### Texto de lectura
══════

Nuestra siguiente ilustradora no tuvo problemas con la escuela de arte, sino con la de ciencias naturales –el Real Jardín Botánico de Kew, en Londres, su ciudad de nacimiento, para ser más exactos– donde no la dejaron entrar por no ser portadora de un requisito indispensable: ser hombre. Por fortuna, Beatrix Potter nació en una de esas familias inglesas cuyos mayores quebraderos de cabeza eran elegir las pastas que debían acompañar su té de las cinco de la tarde, mientras planeaban si ese año debían veranear en el norte del país o en Escocia.
¿Eran ricos?, pregunta Lucas.

══════

### Material proporcionado
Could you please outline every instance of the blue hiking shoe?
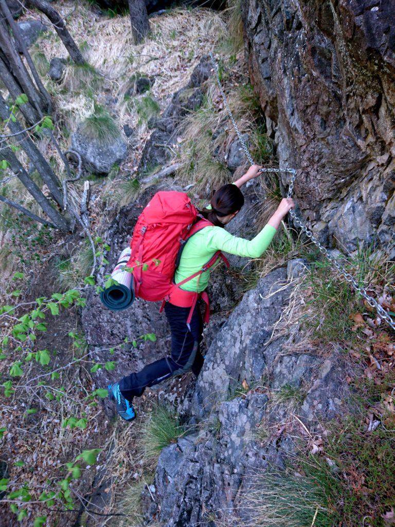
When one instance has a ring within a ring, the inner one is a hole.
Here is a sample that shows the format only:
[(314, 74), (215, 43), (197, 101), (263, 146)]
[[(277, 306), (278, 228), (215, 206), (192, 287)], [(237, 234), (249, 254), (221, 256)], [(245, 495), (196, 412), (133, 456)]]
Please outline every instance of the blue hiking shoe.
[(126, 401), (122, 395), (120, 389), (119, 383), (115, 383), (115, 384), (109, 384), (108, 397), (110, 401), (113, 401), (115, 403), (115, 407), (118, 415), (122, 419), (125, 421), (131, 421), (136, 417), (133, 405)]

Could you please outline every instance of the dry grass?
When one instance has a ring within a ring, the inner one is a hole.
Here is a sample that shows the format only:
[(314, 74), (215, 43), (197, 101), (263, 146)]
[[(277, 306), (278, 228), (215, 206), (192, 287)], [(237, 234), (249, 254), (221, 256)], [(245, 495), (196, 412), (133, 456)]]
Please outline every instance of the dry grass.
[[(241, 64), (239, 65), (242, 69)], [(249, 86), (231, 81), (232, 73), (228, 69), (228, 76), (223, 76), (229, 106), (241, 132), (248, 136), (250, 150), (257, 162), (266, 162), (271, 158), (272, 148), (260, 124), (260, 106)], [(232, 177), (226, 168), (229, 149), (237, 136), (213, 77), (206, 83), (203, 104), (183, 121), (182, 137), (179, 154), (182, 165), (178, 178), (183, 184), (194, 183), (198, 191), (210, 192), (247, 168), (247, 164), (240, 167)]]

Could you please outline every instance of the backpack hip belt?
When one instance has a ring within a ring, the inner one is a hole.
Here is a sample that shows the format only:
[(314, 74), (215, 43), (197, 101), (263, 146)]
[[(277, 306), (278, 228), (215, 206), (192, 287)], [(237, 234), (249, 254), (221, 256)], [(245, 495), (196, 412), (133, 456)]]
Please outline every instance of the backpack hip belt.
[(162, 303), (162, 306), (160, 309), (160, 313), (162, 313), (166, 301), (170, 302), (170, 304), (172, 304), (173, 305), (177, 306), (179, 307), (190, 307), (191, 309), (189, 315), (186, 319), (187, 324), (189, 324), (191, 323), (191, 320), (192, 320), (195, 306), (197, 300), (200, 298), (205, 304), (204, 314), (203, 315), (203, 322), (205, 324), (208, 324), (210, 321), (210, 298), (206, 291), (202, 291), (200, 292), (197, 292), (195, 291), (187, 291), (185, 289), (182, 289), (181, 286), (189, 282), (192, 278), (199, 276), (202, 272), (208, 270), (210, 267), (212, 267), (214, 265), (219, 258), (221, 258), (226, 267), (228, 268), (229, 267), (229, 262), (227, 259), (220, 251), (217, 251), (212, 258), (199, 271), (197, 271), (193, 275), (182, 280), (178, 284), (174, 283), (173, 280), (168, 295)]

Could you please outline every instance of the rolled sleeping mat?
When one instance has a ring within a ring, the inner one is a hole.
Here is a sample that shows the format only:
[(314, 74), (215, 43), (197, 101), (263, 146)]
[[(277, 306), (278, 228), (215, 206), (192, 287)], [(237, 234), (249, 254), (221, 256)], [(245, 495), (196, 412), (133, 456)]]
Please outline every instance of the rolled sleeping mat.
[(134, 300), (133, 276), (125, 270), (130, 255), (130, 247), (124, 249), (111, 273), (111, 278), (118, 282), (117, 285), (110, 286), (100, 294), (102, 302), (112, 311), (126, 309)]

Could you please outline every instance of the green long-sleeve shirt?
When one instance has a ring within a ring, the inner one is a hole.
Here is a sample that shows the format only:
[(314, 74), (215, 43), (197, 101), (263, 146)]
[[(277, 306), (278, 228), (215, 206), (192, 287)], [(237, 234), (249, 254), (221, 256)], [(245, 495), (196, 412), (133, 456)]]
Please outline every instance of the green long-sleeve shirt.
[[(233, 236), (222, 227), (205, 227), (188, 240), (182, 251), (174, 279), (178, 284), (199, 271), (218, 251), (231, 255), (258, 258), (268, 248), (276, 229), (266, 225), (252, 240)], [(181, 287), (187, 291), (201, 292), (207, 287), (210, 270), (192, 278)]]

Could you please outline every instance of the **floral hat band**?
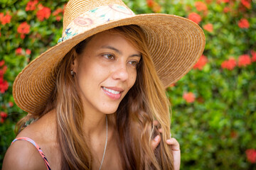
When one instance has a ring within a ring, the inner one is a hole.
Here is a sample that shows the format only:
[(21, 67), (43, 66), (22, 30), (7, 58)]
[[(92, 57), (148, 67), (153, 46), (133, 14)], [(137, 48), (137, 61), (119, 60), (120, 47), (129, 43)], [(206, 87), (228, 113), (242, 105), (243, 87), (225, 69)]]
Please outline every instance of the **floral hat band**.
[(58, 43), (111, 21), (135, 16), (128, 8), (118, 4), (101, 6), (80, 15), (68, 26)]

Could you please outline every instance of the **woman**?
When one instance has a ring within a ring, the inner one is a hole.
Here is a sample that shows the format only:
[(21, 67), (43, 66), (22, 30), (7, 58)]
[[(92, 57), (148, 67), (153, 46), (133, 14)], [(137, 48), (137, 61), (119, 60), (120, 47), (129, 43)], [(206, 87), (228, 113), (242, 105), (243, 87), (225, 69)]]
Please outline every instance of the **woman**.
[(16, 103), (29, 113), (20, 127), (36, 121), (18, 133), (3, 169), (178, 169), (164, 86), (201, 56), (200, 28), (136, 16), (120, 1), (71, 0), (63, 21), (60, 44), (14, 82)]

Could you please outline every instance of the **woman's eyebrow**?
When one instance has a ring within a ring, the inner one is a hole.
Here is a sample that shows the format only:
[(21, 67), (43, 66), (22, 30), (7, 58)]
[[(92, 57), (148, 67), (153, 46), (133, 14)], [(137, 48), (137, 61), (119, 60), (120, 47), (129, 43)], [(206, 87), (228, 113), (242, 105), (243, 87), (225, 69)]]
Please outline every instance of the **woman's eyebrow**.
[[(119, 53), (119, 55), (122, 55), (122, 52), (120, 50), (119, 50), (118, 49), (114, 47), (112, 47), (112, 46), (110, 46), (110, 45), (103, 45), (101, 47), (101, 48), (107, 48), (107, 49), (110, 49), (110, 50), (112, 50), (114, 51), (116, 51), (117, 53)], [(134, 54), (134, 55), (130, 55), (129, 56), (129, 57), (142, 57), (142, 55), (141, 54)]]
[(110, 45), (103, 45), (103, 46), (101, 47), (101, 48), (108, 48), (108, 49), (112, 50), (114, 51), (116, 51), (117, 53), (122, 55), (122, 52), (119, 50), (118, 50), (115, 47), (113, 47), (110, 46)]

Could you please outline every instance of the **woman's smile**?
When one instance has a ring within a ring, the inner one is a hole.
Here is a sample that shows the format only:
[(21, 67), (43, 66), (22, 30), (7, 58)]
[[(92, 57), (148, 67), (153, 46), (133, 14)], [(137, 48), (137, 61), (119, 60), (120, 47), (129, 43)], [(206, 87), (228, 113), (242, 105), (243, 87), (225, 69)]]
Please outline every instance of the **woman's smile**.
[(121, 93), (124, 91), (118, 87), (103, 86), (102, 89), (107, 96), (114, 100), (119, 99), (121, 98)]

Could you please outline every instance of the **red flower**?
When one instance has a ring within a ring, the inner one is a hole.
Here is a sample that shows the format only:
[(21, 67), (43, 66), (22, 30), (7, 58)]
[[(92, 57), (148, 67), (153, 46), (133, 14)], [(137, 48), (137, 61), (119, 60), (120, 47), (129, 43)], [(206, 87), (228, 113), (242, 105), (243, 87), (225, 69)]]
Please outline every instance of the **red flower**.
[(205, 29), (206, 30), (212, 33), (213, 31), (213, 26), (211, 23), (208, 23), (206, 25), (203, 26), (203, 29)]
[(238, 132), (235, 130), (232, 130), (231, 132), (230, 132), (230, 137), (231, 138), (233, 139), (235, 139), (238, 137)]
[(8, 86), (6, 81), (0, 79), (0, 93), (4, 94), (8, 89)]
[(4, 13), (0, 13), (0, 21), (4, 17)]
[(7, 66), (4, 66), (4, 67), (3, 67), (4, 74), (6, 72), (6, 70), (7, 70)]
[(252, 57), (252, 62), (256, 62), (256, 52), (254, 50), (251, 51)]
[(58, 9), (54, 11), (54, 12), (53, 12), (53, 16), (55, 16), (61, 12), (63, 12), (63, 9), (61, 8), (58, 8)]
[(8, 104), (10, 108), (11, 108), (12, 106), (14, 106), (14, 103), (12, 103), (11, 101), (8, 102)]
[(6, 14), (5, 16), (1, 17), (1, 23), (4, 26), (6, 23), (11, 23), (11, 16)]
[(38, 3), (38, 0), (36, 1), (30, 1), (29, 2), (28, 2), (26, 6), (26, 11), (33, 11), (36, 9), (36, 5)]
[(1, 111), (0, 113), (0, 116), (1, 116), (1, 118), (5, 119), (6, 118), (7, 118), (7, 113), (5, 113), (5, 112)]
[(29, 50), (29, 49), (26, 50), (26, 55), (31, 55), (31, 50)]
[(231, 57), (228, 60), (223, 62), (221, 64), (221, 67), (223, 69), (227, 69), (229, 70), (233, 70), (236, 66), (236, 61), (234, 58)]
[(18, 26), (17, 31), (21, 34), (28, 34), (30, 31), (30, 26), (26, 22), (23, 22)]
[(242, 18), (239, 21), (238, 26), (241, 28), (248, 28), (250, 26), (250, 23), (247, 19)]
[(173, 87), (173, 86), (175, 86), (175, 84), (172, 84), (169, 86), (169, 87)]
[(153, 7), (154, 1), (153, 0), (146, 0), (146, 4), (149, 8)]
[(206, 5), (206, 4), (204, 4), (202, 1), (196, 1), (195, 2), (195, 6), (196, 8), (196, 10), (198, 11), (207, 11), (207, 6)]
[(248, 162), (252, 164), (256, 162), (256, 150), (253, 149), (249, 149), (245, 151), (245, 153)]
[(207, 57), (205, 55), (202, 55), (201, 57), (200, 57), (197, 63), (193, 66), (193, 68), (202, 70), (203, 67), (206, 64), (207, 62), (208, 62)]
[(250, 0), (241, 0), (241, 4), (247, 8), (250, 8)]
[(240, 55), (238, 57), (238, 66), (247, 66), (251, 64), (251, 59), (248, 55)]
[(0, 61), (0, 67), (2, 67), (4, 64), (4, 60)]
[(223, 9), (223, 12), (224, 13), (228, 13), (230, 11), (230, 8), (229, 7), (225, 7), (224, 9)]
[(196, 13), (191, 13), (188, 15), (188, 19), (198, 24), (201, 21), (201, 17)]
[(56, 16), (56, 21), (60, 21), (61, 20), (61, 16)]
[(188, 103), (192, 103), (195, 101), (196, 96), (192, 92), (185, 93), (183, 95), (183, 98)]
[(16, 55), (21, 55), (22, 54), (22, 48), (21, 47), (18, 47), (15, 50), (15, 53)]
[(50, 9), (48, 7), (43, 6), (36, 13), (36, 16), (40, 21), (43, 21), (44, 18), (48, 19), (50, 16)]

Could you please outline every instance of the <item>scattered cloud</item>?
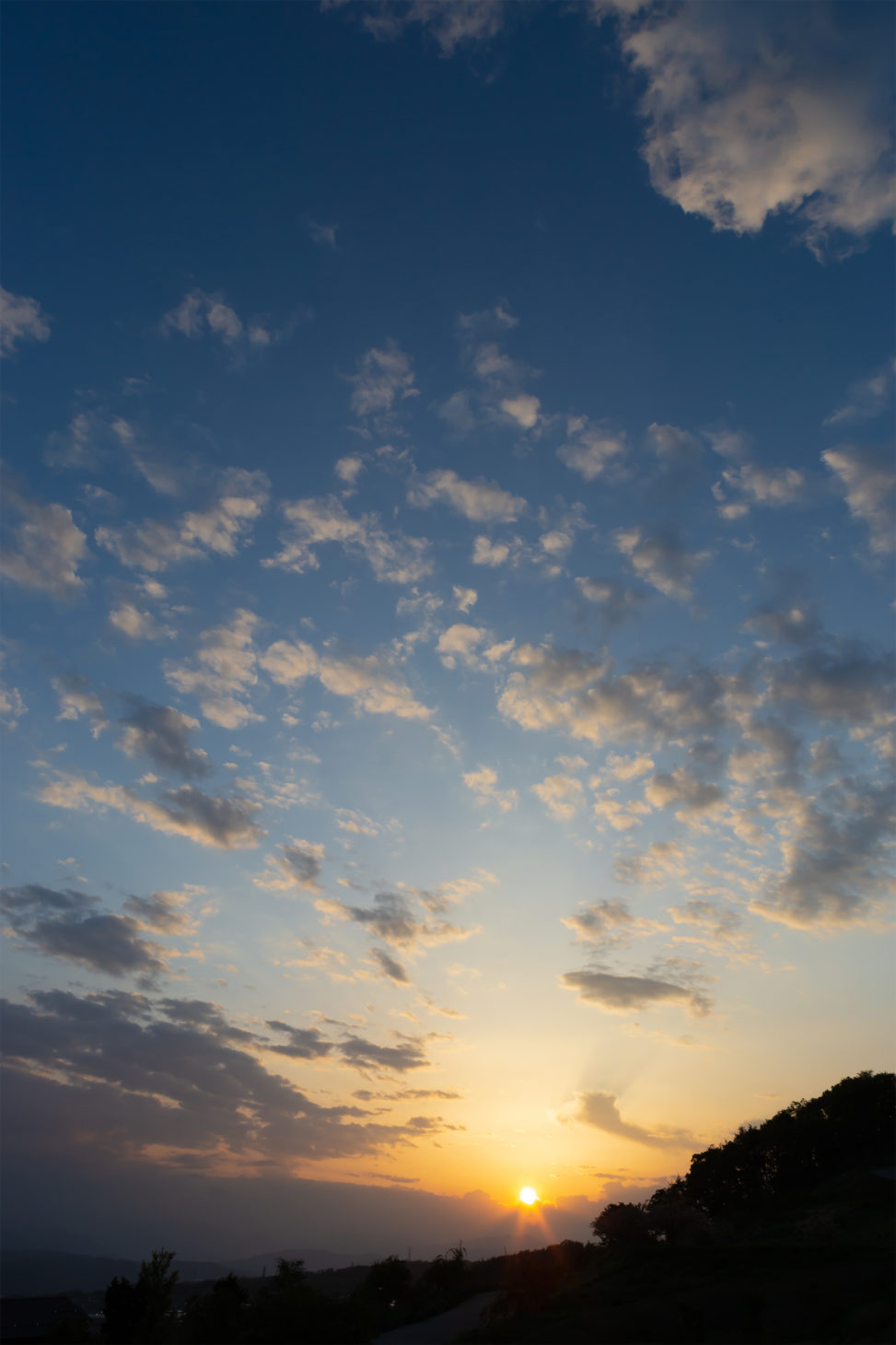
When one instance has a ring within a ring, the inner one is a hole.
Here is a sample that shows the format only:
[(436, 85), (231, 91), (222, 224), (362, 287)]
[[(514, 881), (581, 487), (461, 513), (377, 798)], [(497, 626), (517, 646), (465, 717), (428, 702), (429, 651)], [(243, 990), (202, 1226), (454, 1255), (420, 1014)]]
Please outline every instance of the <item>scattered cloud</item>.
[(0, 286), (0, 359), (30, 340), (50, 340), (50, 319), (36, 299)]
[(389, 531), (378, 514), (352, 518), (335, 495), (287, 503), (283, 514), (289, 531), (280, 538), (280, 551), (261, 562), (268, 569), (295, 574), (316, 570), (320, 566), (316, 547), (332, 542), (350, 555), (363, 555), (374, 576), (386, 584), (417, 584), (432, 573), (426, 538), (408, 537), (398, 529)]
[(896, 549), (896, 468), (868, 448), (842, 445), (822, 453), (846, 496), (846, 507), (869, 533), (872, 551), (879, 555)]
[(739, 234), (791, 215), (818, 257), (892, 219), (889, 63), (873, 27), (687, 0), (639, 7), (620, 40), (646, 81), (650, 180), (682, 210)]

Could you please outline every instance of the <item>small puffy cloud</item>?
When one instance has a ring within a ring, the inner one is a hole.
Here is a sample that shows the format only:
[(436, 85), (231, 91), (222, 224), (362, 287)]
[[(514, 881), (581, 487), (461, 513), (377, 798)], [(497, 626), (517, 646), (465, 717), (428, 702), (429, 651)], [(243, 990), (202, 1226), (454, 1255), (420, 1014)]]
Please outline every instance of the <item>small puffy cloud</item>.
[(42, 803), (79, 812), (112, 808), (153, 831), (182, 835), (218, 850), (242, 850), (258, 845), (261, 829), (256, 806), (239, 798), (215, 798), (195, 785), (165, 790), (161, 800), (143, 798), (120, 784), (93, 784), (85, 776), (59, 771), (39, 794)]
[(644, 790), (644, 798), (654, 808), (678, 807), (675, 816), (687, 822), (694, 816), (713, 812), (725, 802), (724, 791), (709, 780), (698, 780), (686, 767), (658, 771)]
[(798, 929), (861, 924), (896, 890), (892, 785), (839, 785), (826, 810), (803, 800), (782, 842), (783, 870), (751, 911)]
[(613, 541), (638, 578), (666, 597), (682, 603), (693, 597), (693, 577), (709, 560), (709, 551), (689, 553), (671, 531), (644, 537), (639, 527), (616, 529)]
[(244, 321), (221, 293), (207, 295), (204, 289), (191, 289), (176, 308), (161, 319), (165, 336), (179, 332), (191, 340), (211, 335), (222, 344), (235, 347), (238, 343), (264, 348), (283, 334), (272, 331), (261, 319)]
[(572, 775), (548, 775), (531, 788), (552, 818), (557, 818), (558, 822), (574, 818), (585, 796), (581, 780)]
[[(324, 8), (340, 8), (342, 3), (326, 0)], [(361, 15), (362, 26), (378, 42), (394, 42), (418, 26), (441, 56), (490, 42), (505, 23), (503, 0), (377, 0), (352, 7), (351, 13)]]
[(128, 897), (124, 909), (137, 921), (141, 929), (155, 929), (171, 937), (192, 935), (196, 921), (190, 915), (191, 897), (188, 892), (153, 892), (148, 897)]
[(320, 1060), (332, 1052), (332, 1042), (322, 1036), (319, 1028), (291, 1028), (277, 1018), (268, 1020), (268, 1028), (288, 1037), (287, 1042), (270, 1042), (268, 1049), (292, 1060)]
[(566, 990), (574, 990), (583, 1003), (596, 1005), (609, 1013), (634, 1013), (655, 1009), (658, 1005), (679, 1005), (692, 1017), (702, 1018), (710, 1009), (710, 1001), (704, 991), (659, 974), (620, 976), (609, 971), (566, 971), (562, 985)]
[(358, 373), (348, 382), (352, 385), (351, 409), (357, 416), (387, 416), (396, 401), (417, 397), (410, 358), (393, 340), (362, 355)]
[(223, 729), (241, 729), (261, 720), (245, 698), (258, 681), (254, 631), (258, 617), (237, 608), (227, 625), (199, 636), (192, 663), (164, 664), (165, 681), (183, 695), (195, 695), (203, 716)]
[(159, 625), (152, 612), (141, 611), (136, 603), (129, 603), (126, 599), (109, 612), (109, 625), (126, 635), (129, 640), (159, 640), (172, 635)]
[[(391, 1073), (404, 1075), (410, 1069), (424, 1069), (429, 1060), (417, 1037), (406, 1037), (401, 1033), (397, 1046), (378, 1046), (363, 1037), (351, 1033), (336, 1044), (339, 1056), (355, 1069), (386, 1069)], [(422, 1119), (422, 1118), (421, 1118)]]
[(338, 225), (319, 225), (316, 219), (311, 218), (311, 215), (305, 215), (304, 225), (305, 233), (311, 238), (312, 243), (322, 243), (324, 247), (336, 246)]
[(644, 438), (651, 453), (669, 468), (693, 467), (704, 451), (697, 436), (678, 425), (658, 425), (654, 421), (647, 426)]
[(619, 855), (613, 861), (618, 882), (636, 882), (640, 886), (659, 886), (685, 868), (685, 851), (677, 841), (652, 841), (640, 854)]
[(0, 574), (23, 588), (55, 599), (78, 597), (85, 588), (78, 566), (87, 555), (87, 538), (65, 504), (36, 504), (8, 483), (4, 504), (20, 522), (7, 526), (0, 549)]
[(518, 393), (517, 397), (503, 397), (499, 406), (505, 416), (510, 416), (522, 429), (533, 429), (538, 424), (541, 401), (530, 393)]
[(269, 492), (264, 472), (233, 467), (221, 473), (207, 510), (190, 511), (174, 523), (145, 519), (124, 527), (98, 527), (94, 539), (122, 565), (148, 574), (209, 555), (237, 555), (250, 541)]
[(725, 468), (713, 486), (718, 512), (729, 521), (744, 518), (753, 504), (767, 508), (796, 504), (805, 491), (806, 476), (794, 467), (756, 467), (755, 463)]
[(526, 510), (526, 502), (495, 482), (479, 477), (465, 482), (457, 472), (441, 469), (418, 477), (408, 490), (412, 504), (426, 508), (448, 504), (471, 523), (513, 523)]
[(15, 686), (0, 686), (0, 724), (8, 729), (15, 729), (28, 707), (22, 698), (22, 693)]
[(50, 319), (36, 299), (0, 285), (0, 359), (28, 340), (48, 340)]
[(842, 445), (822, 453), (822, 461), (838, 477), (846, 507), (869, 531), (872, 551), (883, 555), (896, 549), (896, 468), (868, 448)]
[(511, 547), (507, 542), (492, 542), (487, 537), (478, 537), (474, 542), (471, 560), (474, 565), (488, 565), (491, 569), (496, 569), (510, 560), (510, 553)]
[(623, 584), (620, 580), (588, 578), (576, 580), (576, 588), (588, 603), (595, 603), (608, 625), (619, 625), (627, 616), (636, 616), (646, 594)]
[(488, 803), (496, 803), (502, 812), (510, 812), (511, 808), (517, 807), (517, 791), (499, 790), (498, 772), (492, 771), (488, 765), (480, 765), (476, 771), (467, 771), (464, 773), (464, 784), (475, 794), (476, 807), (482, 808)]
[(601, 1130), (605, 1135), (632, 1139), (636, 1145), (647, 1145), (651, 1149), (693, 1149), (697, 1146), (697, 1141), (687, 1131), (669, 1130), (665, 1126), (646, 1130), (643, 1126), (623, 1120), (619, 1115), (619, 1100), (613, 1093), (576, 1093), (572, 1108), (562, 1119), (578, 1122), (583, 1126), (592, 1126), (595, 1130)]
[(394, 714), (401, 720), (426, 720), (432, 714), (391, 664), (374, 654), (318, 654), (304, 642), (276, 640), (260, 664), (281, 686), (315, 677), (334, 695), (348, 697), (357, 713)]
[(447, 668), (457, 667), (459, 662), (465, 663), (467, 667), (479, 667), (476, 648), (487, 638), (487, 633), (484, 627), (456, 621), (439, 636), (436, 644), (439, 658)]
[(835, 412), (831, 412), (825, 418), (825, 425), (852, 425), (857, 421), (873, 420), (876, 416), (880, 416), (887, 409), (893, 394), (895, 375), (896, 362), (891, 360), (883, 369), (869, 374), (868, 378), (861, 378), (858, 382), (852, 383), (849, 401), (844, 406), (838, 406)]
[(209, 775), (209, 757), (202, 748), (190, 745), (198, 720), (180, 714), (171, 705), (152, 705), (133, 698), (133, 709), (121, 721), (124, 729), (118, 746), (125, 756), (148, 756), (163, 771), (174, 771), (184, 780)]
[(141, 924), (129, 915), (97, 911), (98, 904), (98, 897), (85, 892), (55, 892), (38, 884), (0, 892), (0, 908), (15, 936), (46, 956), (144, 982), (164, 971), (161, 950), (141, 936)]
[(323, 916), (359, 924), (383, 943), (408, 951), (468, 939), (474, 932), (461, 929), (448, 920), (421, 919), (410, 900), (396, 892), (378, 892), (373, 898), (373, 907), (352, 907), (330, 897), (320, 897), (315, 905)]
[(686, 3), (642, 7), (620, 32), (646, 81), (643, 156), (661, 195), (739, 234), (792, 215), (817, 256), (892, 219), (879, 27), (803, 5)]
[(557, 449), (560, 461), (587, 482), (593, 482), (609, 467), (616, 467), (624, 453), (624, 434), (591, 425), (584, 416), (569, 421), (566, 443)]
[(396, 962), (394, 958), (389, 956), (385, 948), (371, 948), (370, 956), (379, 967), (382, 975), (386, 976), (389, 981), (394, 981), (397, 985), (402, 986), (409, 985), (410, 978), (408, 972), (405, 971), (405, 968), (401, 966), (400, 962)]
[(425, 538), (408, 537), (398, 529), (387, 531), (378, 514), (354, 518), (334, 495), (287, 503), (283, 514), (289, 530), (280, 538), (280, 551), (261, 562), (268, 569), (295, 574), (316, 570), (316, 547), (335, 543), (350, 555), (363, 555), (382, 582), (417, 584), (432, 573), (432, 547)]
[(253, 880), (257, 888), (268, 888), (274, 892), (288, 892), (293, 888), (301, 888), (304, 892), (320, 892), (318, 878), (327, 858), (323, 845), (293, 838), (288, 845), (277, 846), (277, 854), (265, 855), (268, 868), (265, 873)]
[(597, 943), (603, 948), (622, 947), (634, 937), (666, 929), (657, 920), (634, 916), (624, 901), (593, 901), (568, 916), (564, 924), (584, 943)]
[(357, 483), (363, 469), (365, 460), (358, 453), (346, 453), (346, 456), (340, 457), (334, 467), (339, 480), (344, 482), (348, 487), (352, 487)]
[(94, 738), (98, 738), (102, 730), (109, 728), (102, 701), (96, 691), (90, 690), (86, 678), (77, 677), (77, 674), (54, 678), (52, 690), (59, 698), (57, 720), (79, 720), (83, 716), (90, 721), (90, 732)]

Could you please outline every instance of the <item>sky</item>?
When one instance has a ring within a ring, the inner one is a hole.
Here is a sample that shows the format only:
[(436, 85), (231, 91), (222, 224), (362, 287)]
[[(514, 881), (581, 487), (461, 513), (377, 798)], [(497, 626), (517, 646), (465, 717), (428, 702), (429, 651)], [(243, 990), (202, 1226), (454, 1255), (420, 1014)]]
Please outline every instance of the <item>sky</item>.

══════

### Objetivo de la tarea
Repite al pie de la letra el fragmento del texto de lectura que arranca con "Nuestra siguiente ilustradora" y acaba después de "ricos?, pregunta Lucas.".

### Solución del problema
Nuestra siguiente ilustradora no tuvo problemas con la escuela de arte, sino con la de ciencias naturales –el Real Jardín Botánico de Kew, en Londres, su ciudad de nacimiento, para ser más exactos– donde no la dejaron entrar por no ser portadora de un requisito indispensable: ser hombre. Por fortuna, Beatrix Potter nació en una de esas familias inglesas cuyos mayores quebraderos de cabeza eran elegir las pastas que debían acompañar su té de las cinco de la tarde, mientras planeaban si ese año debían veranear en el norte del país o en Escocia.
¿Eran ricos?, pregunta Lucas.